[Records of labeled points]

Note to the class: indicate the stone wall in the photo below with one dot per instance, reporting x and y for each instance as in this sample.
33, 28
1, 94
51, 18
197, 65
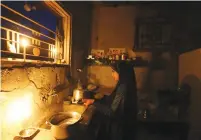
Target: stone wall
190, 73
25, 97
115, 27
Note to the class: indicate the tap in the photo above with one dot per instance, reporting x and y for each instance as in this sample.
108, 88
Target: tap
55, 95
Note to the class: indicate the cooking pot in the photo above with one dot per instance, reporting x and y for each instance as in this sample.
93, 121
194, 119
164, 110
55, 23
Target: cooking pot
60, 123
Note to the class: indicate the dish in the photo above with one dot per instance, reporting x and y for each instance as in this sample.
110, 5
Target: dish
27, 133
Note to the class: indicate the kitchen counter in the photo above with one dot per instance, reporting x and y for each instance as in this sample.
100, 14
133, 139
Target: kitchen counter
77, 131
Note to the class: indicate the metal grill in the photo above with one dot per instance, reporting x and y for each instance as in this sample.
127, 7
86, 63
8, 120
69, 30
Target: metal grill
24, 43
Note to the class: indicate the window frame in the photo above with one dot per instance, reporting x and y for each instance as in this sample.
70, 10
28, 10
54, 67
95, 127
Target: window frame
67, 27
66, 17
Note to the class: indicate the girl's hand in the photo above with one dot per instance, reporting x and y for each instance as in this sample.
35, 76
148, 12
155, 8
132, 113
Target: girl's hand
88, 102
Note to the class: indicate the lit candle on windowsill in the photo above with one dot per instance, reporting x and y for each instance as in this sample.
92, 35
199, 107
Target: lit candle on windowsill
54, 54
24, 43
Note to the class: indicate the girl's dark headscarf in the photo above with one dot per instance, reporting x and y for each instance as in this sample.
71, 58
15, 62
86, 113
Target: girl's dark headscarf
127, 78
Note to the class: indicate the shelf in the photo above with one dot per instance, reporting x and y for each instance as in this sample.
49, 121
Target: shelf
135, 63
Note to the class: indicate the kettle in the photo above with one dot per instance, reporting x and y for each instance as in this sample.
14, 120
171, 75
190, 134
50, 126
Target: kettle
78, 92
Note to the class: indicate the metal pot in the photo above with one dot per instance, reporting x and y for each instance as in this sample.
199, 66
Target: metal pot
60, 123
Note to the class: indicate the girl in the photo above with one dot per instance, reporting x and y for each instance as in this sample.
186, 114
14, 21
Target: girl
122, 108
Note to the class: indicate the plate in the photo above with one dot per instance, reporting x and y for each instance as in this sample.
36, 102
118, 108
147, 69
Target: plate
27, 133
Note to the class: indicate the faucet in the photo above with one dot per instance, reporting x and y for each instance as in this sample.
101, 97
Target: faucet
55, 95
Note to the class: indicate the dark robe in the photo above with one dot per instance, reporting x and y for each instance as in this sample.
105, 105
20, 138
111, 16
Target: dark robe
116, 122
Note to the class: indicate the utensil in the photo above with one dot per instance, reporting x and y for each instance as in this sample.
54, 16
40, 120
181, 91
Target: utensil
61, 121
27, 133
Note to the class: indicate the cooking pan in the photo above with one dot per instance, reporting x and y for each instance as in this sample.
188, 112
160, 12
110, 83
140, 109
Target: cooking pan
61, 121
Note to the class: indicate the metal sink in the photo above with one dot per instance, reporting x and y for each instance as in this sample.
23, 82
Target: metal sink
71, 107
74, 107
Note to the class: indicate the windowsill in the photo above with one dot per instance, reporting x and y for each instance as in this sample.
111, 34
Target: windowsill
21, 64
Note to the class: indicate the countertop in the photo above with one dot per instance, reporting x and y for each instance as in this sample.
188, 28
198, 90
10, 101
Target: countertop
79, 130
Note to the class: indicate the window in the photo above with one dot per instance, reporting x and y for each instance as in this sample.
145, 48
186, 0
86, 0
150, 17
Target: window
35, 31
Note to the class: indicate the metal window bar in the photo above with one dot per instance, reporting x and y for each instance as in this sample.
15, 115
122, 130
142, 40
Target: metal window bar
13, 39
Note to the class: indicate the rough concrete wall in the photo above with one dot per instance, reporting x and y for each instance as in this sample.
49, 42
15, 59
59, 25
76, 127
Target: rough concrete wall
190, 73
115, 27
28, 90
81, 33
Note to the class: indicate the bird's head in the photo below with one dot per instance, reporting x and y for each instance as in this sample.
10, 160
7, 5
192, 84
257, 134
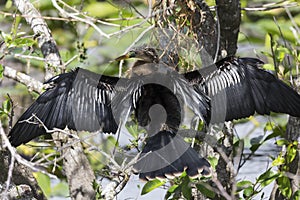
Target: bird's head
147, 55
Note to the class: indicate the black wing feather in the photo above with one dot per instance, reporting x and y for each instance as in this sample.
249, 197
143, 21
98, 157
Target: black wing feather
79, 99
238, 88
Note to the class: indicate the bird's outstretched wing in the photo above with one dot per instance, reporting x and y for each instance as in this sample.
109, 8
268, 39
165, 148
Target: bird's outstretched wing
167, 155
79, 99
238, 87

**Goal**
Transcribe the listing in full and omit the pictures.

**Problem solution**
Note to the class: indicate the stone wall in the photo below with one dot per instance, reporting x and y for each instance as in this sample.
33, 28
1, 94
51, 18
197, 65
Target: stone wall
190, 73
25, 97
115, 27
Note to the class: indicate the tap in the photo above with one dot per instance, reporting x and y for each instance as in this sample.
108, 88
Target: tap
55, 95
Note to the class: indicate the cooking pot in the photo above with one dot per instance, reporting x and y for each instance as in this sample.
93, 121
194, 119
164, 110
55, 23
Target: cooking pot
60, 123
Note to the class: indicate the dish in the photo above with one dot per instance, reporting x and y for each instance as in this sample.
110, 5
Target: dish
27, 133
Note to the class: indicate the kitchen counter in the photo above with one dot per instance, reporting x and y for each instance as in this sample.
100, 14
133, 139
Target: kitchen counter
77, 131
Note to the class: indicate the metal grill in the photo above with one dot per instance, reporting x and y for each instance as in this sample.
127, 7
86, 63
8, 120
69, 30
Target: metal grill
24, 43
Note to the class: indicate the window frame in the photo above with one dot per instance, reporting x and y for each instance as in this sample.
70, 10
28, 10
54, 67
95, 127
Target: window frame
67, 27
66, 17
Note to the class: indicate the girl's hand in the photo above with one dot per instance, reporting x and y for each instance as in this sample.
35, 76
148, 12
155, 8
132, 113
Target: girl's hand
88, 102
Note to the class: indicate the lit candle on windowsill in the photo above with one dot per instance, reporting x and y for each instance as in this sample.
92, 35
199, 107
Target: lit candle on windowsill
54, 54
24, 43
Note to the class: indicate the girl's dark headscarf in the photo above with one dot per instance, reporting x and y for each instance as in this sample.
71, 58
15, 62
86, 113
Target: girl's dark headscarf
127, 78
Note to the class: indicate the shelf in the photo above with one dot per instance, reporting x and y for each instance as in this sample.
49, 121
Target: shelf
135, 63
Note to the class: indicate the kettle in the photo above with one dot per instance, reporting x and y for each instance as in this sample.
14, 120
171, 75
190, 134
50, 126
Target: kettle
78, 92
Note to the class: indicate the metal pot in the photo above with one dot per instance, reporting x and y for each instance as in this sample.
199, 66
Target: metal pot
60, 123
Note to the class: indicate the girl in the photo above with one dot per instance, reporting x and y for each instance as in this sample.
186, 114
14, 21
Target: girl
122, 108
Note to the class: indicate the plate in the photo above with one dot per instance, reporting x and y for each instance as in this sample.
36, 102
118, 108
147, 69
Target: plate
27, 133
Note to the class: indicate the faucet in the photo above with one dot per instance, reporting x and y for each instance as in this sample.
101, 97
Target: faucet
55, 95
Note to the class: indicate the dark robe in the photo above with one dot per instance, reporting x and y for each instance as in this sample.
105, 105
20, 138
111, 16
Target: dark robe
116, 122
Note to the class: indicate the utensil in the photo above with one dot per instance, reporting x and y for each instance as in this sample.
54, 16
40, 120
181, 91
Target: utensil
61, 121
27, 133
Note to the class: indicate the cooking pan in the photo above with one dot per instance, reporting x and y for each instance as in this sample.
188, 112
160, 12
110, 83
140, 109
Target: cooking pan
61, 121
Note to the class: indicate the metal sink in the photo above with one dot per instance, reporting x and y for each instance as in this sample.
23, 82
Target: metal sink
71, 107
74, 107
Note to the class: indicate the windowsill in the photo above with one dot per instance, reporting x and y for each instance as in this sample.
111, 34
Target: windowsill
21, 64
Note to the class: indicate the countertop in the photo above with one dot per instance, reporting x and y for each instance as in this sample.
188, 28
198, 90
10, 101
Target: countertop
79, 130
Note to the class: indicate the window in the photo above with one dot per instance, reporting x and y for each instance as in this sample.
145, 48
186, 0
86, 0
150, 17
Target: window
35, 31
Note to the class: indicate the metal window bar in the photo above with one dot per instance, reporting x and y for each instance as in this sample.
15, 115
122, 130
142, 40
Target: metal window bar
13, 39
Note to the class: indicate the rough concrete wall in the photo above with one dot per instance, reporting x and y for each instance as in this sample.
49, 42
15, 59
59, 25
76, 127
Target: rough concrete wall
190, 73
115, 27
28, 90
81, 33
Note to the class: indicate the bird's head in the photo below with one dot per instance, reporting x and y for each instance as in this sample.
10, 160
7, 5
192, 84
257, 134
Target: bird's head
147, 55
Note to the class: indicate the black wing feather in the photo above with one dot per instance, reporting x and y for each instance as in this sample.
249, 197
143, 21
98, 157
Target: black wing feather
79, 99
238, 88
Note to the class: indicate the bird's outstretched wing in the photo above with one dot per instance, reporting x and y for each instance as in this sample.
109, 8
268, 39
165, 148
Target: bird's outstretched wing
167, 155
79, 99
238, 87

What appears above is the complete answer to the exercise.